A Little Internet History…

Written by David Ferro's Social Implications of Computing course over the early 2000s

By the end of the 20th century computer “hosts” (on each of which might be many users) connected to the Internet numbered greater than 120 million.  Its potentiality exploded into public consciousness after the release of the World Wide Web (1991 by Tim Berners-Lee at CERN research institute) and the first browsers (Gopher in 1991 and Mosaic in 1993); software programs that created a intuitive user interface with the hyperlink that allowed for viewing of information such as text and graphics on remote machines via the Internet.  The origins of the Internet began three decades earlier, at the height of both the Cold War and negative reaction to the Vietnam War, as the culminated efforts of individuals responding to personal, technical, and societal challenges.  Management of the initial project began at the Advanced Research Projects Agency (ARPA), a somewhat free wheeling academic agency that contrasted considerably in its organizational approaches with its more hierarchically organized Pentagon sponsor.  In the end, this culture weighed heavily in the rapid and successful creation of the hardware, software, and protocols that connected the host machines and the Internet’s continual evolution.

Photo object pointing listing
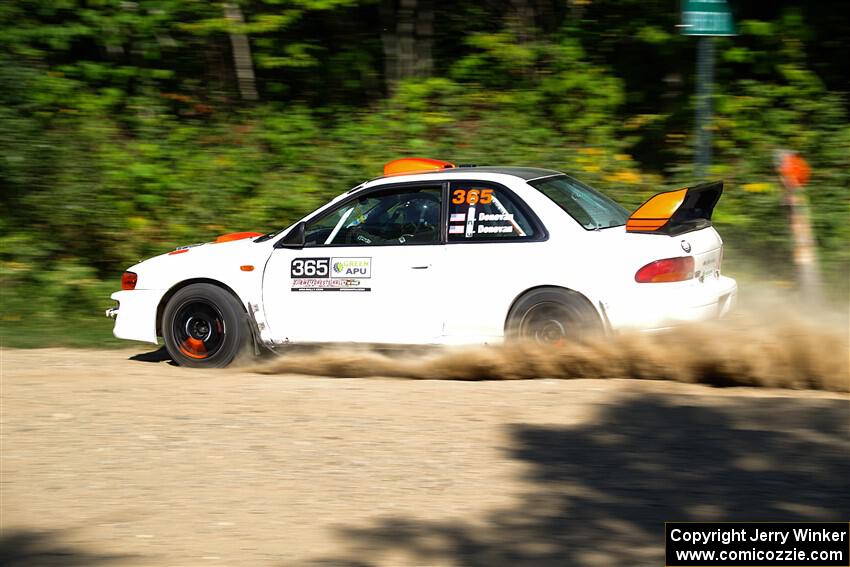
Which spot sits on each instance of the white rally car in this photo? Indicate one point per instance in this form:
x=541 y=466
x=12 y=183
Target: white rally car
x=432 y=253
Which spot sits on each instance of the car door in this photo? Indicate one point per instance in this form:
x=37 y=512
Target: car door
x=367 y=272
x=493 y=253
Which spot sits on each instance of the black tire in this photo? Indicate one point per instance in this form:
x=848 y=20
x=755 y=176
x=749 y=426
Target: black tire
x=204 y=326
x=552 y=315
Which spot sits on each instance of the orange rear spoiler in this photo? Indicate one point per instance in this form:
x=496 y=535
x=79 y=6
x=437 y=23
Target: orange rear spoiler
x=676 y=212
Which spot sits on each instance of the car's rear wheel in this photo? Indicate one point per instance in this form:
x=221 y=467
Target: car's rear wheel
x=204 y=326
x=552 y=316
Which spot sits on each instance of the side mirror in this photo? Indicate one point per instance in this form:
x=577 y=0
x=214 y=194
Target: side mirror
x=295 y=238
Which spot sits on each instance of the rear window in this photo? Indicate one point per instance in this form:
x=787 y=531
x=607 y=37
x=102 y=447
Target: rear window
x=590 y=208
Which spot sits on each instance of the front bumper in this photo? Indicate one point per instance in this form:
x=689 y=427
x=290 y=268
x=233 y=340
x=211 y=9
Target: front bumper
x=135 y=315
x=659 y=306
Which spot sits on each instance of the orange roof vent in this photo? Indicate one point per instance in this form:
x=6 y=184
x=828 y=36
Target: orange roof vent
x=415 y=165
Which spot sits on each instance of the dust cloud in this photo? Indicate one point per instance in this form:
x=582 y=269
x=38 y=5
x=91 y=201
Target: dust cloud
x=764 y=345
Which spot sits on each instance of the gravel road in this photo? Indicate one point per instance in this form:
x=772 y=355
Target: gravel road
x=107 y=460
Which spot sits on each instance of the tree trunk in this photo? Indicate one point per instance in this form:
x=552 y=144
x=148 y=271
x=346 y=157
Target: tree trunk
x=242 y=62
x=425 y=38
x=408 y=36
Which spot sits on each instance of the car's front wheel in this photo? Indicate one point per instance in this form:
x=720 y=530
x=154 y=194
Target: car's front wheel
x=552 y=316
x=204 y=326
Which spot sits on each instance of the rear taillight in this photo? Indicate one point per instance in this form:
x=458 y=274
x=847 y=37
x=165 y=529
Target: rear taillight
x=667 y=270
x=128 y=280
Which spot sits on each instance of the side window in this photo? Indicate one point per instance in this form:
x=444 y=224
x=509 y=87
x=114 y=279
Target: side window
x=479 y=211
x=401 y=216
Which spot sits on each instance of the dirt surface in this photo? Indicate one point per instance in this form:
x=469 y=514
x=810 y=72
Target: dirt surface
x=116 y=461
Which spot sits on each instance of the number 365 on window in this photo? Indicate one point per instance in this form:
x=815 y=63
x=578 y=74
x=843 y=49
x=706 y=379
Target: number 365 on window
x=472 y=196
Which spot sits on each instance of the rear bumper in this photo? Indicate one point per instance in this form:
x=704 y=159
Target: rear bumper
x=658 y=306
x=135 y=315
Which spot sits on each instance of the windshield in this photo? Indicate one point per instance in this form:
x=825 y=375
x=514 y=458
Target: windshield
x=590 y=208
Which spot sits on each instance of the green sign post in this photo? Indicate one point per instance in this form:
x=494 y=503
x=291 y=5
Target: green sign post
x=705 y=18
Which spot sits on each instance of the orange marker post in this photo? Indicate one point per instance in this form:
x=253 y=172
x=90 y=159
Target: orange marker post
x=794 y=173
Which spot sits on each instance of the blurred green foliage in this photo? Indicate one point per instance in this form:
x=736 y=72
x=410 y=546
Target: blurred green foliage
x=123 y=134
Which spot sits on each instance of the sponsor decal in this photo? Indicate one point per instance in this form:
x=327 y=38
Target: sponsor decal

[What is asked]:
• a. Using the internet history text, decide whether each statement agrees with it. Answer yes or no for each, quoting the deciding words. (i) The World Wide Web was released in 1991 by Tim Berners-Lee at CERN. (ii) Mosaic came out before Gopher. (iii) ARPA was more hierarchically organized than its Pentagon sponsor.
• b. Write out as a numbered list the lines of the listing from the one containing "Which spot sits on each instance of the windshield" through the one containing "x=123 y=134", both included.

[Answers to the problems]:
• a.
(i) Yes: "after the release of the World Wide Web (1991 by Tim Berners-Lee at CERN research institute)"
(ii) No: "Gopher in 1991 and Mosaic in 1993"
(iii) No: "a somewhat free wheeling academic agency that contrasted considerably in its organizational approaches with its more hierarchically organized Pentagon sponsor"

• b.
1. Which spot sits on each instance of the windshield in this photo? Indicate one point per instance in this form:
2. x=825 y=375
3. x=514 y=458
4. Target: windshield
5. x=590 y=208
6. Which spot sits on each instance of the green sign post in this photo? Indicate one point per instance in this form:
7. x=494 y=503
8. x=291 y=5
9. Target: green sign post
10. x=705 y=18
11. Which spot sits on each instance of the orange marker post in this photo? Indicate one point per instance in this form:
12. x=253 y=172
13. x=90 y=159
14. Target: orange marker post
15. x=794 y=173
16. Which spot sits on each instance of the blurred green foliage in this photo? Indicate one point per instance in this form:
17. x=736 y=72
18. x=410 y=546
19. Target: blurred green foliage
20. x=123 y=134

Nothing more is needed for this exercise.